Interesting medical college article, especially if you suffer from an autoimmune disease. Click here. If this hypothesis is true, a little dirt and germs as a child could be beneficial.
"Increased hygiene and a lack of exposure to various microorganisms may be affecting the immune systems of many populations - particularly in highly developed countries like the US - to the degree that individuals are losing their bodily ability to fight off certain diseases.
That's the essence of the 'hygiene hypothesis', a fairly new school of thought that argues that rising incidence of asthma, inflammatory bowel disease, multiple sclerosis and perhaps several other diseases may be, at least in part, the result of lifestyle and environmental changes that have made us too 'clean' for our own good."
2 comments:
I totally believe this, just going by example of my children and my neice.
My children are allowed to get dirty, probably eating dirt from time to time. We wash after toileting and before eating, but we're not hyper-manic about it. (I have more important things to come unglued about, than handwashing.) My neice, on the other, gets anti-bacterial *everything*, to the point my SIL wipes down silverware with wet wipes at restaurants lest they have germs. And Heaven forbid she not wash her hands.
The results?? My neice was in the hospital twice last year with pneumonia and sick at least once a month. My children....haven't even had a head cold in 6 months.
It could just be coincidence, but I don't think so. And like my 3 year old says..."God made dirt and dirt don't hurt."
Oh no, I hope your niece outgrows this, poor thing.
It's true we can't avoid a little dirt in our lives.

### DATA LISTING
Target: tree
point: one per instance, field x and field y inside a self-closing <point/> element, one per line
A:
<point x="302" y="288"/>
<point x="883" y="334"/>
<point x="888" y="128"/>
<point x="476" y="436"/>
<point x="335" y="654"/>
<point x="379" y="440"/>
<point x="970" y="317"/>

### DIRECTIONS
Please copy the hygiene hypothesis post from "The results?? My" up to and including "in our lives.", and replace "pneumonia" with "bronchitis".

### ANSWER TO THIS PROBLEM
The results?? My neice was in the hospital twice last year with bronchitis and sick at least once a month. My children....haven't even had a head cold in 6 months.
It could just be coincidence, but I don't think so. And like my 3 year old says..."God made dirt and dirt don't hurt."
Oh no, I hope your niece outgrows this, poor thing.
It's true we can't avoid a little dirt in our lives.